Can you switch "locomotive" to "engine" in the records starting at the line that contains "Wanted | a point on the steam" and ending at the last of the records, and give those lines back with nothing else changed?
"""
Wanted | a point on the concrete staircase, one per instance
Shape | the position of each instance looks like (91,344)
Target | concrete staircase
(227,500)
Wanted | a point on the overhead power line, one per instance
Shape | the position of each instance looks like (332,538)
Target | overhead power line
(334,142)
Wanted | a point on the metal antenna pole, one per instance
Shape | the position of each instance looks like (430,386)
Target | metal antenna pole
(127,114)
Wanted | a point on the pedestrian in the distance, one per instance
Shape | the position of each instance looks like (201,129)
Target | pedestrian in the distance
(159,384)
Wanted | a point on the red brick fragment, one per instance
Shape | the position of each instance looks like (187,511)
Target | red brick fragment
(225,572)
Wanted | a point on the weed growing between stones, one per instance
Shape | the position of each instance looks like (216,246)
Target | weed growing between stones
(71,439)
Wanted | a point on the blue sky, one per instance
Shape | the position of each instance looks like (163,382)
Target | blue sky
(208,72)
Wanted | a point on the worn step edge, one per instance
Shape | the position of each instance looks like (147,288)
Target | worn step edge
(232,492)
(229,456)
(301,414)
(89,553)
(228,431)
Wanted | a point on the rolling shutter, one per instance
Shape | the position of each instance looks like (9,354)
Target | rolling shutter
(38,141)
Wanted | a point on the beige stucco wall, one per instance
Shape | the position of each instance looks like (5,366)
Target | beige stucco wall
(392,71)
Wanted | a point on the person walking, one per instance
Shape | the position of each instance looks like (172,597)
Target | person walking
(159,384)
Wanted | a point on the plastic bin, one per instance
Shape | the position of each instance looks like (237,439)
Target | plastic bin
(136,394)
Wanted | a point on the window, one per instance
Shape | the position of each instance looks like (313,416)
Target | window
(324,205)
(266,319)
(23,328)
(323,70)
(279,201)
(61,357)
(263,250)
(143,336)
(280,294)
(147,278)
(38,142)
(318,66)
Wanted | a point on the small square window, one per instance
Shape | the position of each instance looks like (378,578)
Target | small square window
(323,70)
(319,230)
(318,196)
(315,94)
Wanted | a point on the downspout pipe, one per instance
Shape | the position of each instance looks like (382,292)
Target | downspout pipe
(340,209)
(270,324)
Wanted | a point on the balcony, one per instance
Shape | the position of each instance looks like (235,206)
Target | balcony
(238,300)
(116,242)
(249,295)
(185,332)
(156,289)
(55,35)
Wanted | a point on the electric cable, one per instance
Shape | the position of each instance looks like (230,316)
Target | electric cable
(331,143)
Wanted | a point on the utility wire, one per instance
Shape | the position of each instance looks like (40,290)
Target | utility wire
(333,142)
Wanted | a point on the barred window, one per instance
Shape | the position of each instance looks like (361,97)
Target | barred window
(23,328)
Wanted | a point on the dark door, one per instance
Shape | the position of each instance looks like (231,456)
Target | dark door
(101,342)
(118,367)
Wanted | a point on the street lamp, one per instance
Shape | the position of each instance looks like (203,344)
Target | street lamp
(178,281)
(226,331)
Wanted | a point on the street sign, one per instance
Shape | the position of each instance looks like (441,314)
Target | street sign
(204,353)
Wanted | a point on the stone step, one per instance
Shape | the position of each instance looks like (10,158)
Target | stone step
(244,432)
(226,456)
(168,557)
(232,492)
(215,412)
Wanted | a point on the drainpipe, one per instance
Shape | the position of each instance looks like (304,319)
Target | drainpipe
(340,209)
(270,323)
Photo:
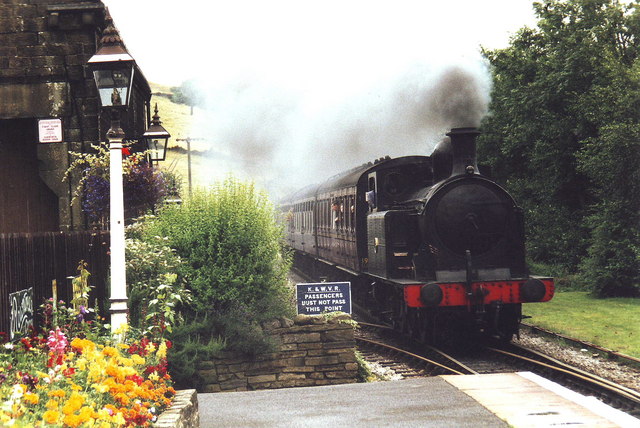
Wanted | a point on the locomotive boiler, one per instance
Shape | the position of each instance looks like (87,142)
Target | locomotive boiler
(431,244)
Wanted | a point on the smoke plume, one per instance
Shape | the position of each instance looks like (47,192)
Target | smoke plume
(268,134)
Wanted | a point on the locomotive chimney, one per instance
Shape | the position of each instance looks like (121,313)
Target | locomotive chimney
(463,144)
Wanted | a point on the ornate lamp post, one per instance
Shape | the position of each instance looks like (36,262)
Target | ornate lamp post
(157,138)
(113,70)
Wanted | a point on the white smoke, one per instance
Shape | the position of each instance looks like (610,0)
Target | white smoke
(275,137)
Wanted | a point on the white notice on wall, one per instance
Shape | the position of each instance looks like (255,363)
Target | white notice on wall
(50,130)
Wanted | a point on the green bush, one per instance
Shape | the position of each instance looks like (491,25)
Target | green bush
(156,292)
(232,249)
(236,267)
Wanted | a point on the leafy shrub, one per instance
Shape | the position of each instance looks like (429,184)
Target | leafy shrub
(156,292)
(235,265)
(232,247)
(143,187)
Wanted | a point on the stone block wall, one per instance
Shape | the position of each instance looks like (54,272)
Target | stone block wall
(312,351)
(183,412)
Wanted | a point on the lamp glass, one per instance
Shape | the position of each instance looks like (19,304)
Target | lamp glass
(157,148)
(114,85)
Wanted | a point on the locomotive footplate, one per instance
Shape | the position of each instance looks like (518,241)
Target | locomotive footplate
(443,294)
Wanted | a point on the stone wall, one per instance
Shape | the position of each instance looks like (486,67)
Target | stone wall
(313,350)
(183,412)
(44,47)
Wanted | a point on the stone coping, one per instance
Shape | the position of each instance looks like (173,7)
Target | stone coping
(183,412)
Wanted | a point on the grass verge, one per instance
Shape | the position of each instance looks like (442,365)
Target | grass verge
(612,323)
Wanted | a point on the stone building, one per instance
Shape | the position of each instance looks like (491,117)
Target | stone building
(44,49)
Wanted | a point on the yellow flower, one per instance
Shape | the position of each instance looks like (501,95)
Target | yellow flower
(137,359)
(119,419)
(100,387)
(162,350)
(31,398)
(57,393)
(51,416)
(74,403)
(110,351)
(81,364)
(72,420)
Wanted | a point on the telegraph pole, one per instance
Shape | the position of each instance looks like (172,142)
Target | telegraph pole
(189,140)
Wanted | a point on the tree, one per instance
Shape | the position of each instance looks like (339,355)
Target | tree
(561,98)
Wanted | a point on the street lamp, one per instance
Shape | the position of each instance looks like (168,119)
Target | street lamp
(113,71)
(157,138)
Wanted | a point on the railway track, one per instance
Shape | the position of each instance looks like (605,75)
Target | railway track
(608,353)
(573,378)
(372,341)
(507,358)
(409,359)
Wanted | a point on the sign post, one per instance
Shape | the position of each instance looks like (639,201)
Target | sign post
(322,297)
(21,316)
(50,130)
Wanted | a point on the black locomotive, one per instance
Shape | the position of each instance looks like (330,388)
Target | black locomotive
(431,244)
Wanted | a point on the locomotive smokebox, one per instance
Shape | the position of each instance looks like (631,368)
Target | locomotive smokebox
(463,145)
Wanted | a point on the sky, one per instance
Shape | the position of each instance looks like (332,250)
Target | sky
(298,90)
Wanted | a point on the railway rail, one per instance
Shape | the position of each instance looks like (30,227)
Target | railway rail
(424,360)
(513,357)
(584,382)
(610,354)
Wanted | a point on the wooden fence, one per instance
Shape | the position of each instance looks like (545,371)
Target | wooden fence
(35,259)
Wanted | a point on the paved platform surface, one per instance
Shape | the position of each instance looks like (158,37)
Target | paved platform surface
(500,400)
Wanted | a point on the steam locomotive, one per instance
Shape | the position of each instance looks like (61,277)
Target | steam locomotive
(431,244)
"""
**Response to the exercise:**
Wanted | a point on the steam engine, one per instance
Shape | the position of each instance looks like (61,277)
Target | steam engine
(431,244)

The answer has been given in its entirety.